- _Exercise brief_: Copy out the data below, swapping every "Target" for "Object" and leaving the rest as it is.

- _Extracted data_:
^^^^^^^^
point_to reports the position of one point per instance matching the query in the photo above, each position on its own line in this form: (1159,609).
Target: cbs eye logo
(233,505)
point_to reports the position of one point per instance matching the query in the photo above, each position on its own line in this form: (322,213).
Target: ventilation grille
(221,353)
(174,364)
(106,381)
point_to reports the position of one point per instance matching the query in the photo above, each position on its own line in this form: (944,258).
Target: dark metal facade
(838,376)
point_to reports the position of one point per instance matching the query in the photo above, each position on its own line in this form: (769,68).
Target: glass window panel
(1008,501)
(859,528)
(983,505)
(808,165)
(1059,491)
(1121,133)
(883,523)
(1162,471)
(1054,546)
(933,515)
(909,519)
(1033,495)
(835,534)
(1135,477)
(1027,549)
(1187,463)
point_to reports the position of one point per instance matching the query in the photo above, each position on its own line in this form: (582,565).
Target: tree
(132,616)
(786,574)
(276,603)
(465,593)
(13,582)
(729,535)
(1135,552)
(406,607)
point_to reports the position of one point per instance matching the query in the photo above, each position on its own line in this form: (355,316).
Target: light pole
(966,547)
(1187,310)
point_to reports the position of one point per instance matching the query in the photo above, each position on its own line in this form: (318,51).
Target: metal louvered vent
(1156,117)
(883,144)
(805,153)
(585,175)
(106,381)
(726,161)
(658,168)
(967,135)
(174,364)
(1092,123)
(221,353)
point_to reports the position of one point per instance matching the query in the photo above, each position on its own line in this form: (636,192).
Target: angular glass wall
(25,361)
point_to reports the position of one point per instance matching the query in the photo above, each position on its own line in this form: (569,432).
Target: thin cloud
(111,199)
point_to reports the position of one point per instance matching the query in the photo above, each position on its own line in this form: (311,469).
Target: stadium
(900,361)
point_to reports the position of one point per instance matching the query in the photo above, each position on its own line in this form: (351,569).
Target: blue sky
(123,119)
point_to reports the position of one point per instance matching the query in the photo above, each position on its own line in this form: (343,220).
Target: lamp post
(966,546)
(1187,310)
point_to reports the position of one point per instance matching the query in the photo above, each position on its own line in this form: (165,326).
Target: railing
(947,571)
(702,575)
^^^^^^^^
- _Result of the exercise_:
point_to reports the position of one point per instance matching the query in the photo above, each position on its own line in this form: (1159,609).
Object: cbs eye logo
(233,505)
point_to reports the position of one point per instance matching the query in the photo above, each position on its own line in this form: (322,213).
Object: ventilation grille
(221,353)
(174,364)
(106,381)
point_to reports the position of one point per instance matching the query in the photo above, each position on its own line in this form: (944,258).
Object: dark metal facade
(838,376)
point_to reports the position of one point per instance matching the query in the photo above, each position on its own line in this form: (769,68).
Object: glass window panel
(1008,501)
(859,528)
(983,505)
(808,165)
(1059,491)
(1121,133)
(883,523)
(1162,471)
(1054,546)
(933,515)
(909,519)
(1033,495)
(835,534)
(1135,477)
(1027,549)
(1187,463)
point_to reports the position of one point per instance matching the query in the photo above, each position on its own line in this form: (582,565).
Object: tree
(132,616)
(786,574)
(276,603)
(465,593)
(13,582)
(729,535)
(1135,552)
(406,607)
point_to reports the position of one point per instance matching the query in the photo above, each position on its own line in this form: (355,316).
Object: light pole
(966,547)
(1187,310)
point_to reports the position of one point per instance matching the query in the photo above, each position on its own line in this form: (318,51).
Object: metal louvered vent
(1156,117)
(883,144)
(805,153)
(585,175)
(106,381)
(726,161)
(658,168)
(967,135)
(174,364)
(1092,123)
(221,353)
point_to reports the position of one point per instance matching the query in the photo above, each position on its own line in this form: (636,192).
Object: angular glass wall
(25,361)
point_to reports the position of one point per instance matching the query in the photo above, each position on its own line in this form: (569,432).
Object: thin cloud
(111,199)
point_to reports the position of one point per instance matching the query in the photo above, each position on its own line in this form: (311,469).
Object: stadium
(900,361)
point_to reports the position of one point per instance matching the query in the photo above, each position on its own line in this form: (351,569).
Object: blue sky
(123,119)
point_to reports the position of one point per instance matching the query in the photo above, each position on its own line in this form: (343,220).
Object: lamp post
(966,546)
(1187,310)
point_to reports the position of one point per instance matching the query in the photo above, each position on its own line in this form: (165,326).
Object: railing
(947,571)
(702,575)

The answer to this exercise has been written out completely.